**Task directions:**
Copy all records verbatim.

**Extracted data entries:**
★ ★ ★ ★ ★

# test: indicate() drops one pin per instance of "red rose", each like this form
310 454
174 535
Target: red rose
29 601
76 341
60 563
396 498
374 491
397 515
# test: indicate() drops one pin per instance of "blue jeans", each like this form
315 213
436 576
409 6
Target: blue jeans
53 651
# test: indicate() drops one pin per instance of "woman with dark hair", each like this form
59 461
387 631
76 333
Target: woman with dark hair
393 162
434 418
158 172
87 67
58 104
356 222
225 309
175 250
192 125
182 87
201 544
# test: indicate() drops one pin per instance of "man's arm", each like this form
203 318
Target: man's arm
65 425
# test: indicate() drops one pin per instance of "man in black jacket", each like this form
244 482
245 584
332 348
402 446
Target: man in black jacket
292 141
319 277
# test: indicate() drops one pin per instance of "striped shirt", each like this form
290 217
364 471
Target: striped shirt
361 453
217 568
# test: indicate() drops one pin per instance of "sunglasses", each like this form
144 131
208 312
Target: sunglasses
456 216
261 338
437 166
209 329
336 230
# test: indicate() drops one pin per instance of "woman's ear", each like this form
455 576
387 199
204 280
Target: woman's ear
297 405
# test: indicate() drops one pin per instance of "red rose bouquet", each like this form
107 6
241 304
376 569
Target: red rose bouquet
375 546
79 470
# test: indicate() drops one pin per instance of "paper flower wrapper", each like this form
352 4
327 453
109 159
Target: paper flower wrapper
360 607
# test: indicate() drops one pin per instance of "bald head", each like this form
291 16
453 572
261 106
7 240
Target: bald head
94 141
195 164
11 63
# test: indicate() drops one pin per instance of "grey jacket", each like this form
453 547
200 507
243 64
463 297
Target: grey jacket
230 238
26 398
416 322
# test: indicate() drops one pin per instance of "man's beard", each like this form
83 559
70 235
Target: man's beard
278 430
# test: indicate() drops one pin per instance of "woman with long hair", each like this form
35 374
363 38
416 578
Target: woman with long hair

★ ★ ★ ★ ★

**Answer for the task:**
# test: indicate() drops one pin per instance of "red rose", each like this form
310 454
174 535
Target: red rose
29 601
76 341
60 563
396 498
374 491
397 515
# test: indicate() drops one pin per instance of "blue jeans", each like this form
315 213
436 576
409 6
Target: blue jeans
53 651
# test: indicate() drops one pin per instance of "woman with dark hair", each like this form
59 461
387 631
76 333
Target: woman with dark hair
393 162
434 418
158 172
87 67
58 104
356 222
225 309
175 250
192 125
182 87
201 544
# test: indicate() drops one pin per instance of "man's arm", each like this form
203 318
Target: man's arm
65 425
# test: indicate() drops one pin per instance of "man in black jacket", each like this form
244 482
245 584
332 348
402 446
Target: man in black jacket
292 141
319 277
# test: indicate() drops one pin per instance of "striped shirt", each like this form
290 217
364 471
Target: striped shirt
361 453
217 568
# test: indicate() drops one pin per instance of "sunglasses", each like this form
144 131
208 312
Target: sunglasses
456 216
261 338
437 166
209 329
336 230
# test: indicate() drops one pin per instance of "woman's ear", each like this form
455 576
387 199
204 280
Target: woman's ear
297 405
# test: indicate() drops one pin per instance of "red rose bouquet", each like this form
107 6
241 304
376 569
Target: red rose bouquet
375 546
79 470
# test: indicate() drops one pin per instance of "paper flower wrapper", each like this form
352 4
327 453
109 159
Target: paper flower wrapper
360 607
# test: indicate() drops one pin per instance of "bald head", each like this form
291 16
453 572
261 106
7 240
Target: bald head
94 141
195 164
11 63
# test: indicate() drops one pin per instance of "grey jacket", each like this form
453 547
200 507
243 64
463 297
Target: grey jacket
230 238
26 398
416 322
# test: indicate() drops one pin per instance of "man's beard", each like this form
83 559
70 235
Target: man's beard
278 430
# test: indicate() drops one pin per instance of "woman with long hair", each like this form
35 374
363 38
416 578
Target: woman with long hair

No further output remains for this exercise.